Aim of the exercise ::
An exact copy of every record is needed, with all pictures omitted.

Stored data entries
-------

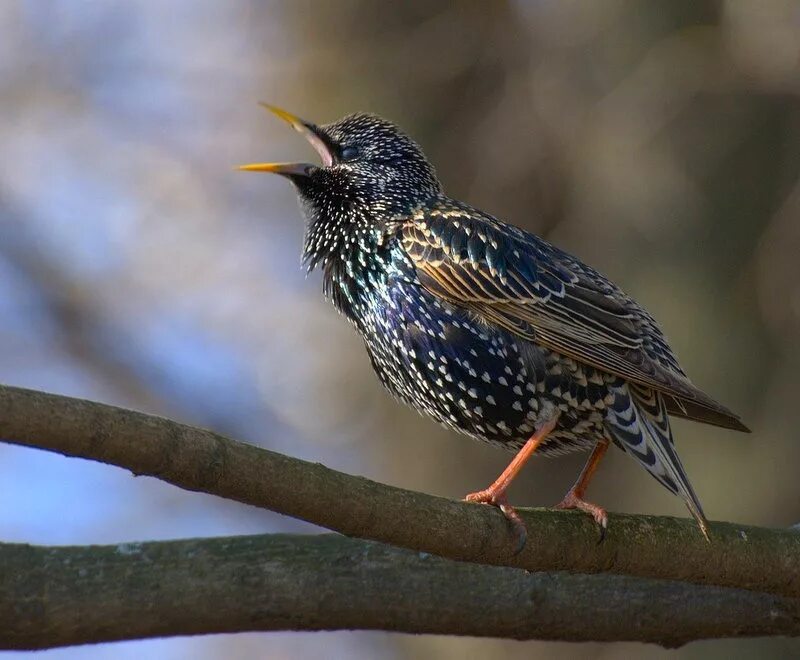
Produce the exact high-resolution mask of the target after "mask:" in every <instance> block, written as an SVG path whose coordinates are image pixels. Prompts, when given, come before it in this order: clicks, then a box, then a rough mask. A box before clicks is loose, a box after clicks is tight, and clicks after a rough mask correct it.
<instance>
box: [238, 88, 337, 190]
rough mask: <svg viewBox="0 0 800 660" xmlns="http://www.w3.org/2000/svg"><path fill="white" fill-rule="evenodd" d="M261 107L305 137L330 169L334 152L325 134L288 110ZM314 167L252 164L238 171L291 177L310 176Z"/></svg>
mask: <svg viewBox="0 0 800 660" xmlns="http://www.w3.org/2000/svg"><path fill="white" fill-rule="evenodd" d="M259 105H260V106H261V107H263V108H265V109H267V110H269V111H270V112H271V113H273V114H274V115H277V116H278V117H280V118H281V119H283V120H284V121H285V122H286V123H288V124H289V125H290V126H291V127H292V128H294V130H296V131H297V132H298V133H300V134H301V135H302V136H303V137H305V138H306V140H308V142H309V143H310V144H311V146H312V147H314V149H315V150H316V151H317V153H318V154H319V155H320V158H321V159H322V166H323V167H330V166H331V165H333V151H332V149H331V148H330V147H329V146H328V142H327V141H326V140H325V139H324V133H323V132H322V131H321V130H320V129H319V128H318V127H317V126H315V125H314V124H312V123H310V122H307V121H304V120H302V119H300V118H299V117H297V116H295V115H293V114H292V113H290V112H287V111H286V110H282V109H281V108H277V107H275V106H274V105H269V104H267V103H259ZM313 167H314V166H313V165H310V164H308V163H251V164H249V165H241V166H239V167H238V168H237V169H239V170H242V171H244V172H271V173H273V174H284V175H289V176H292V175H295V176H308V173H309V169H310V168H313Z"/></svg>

-------

Completed exercise ::
Produce the exact high-resolution mask of the target after "mask:" in every <instance> block, written as an SVG path whose coordinates are image pixels. Prompts, when given, come before it in this order: clicks, then a box, then a rough mask. A box before clicks is loose, a box after clicks is tight, and clicks after a rough mask correct it.
<instance>
box: [238, 88, 337, 190]
rough mask: <svg viewBox="0 0 800 660" xmlns="http://www.w3.org/2000/svg"><path fill="white" fill-rule="evenodd" d="M261 107L305 137L330 169L334 152L325 134L288 110ZM314 167L252 164L238 171L291 177L310 176Z"/></svg>
mask: <svg viewBox="0 0 800 660" xmlns="http://www.w3.org/2000/svg"><path fill="white" fill-rule="evenodd" d="M259 105H260V106H261V107H263V108H265V109H267V110H269V111H270V112H271V113H273V114H274V115H277V116H278V117H280V118H281V119H283V120H284V121H285V122H286V123H288V124H289V125H290V126H291V127H292V128H294V130H296V131H297V132H298V133H300V134H301V135H302V136H303V137H305V138H306V140H308V142H309V143H310V144H311V146H312V147H314V149H315V150H316V151H317V153H318V154H319V155H320V158H321V159H322V166H323V167H330V166H331V165H333V151H332V149H331V148H330V147H329V146H328V142H327V141H326V140H325V139H324V133H323V132H322V131H321V130H320V129H319V128H318V127H317V126H315V125H314V124H312V123H310V122H307V121H304V120H302V119H300V118H299V117H297V116H295V115H293V114H292V113H290V112H287V111H286V110H282V109H281V108H277V107H275V106H274V105H269V104H267V103H259ZM313 167H314V166H313V165H310V164H308V163H251V164H249V165H241V166H239V167H238V168H237V169H239V170H242V171H244V172H271V173H273V174H284V175H289V176H292V175H295V176H308V173H309V169H310V168H313Z"/></svg>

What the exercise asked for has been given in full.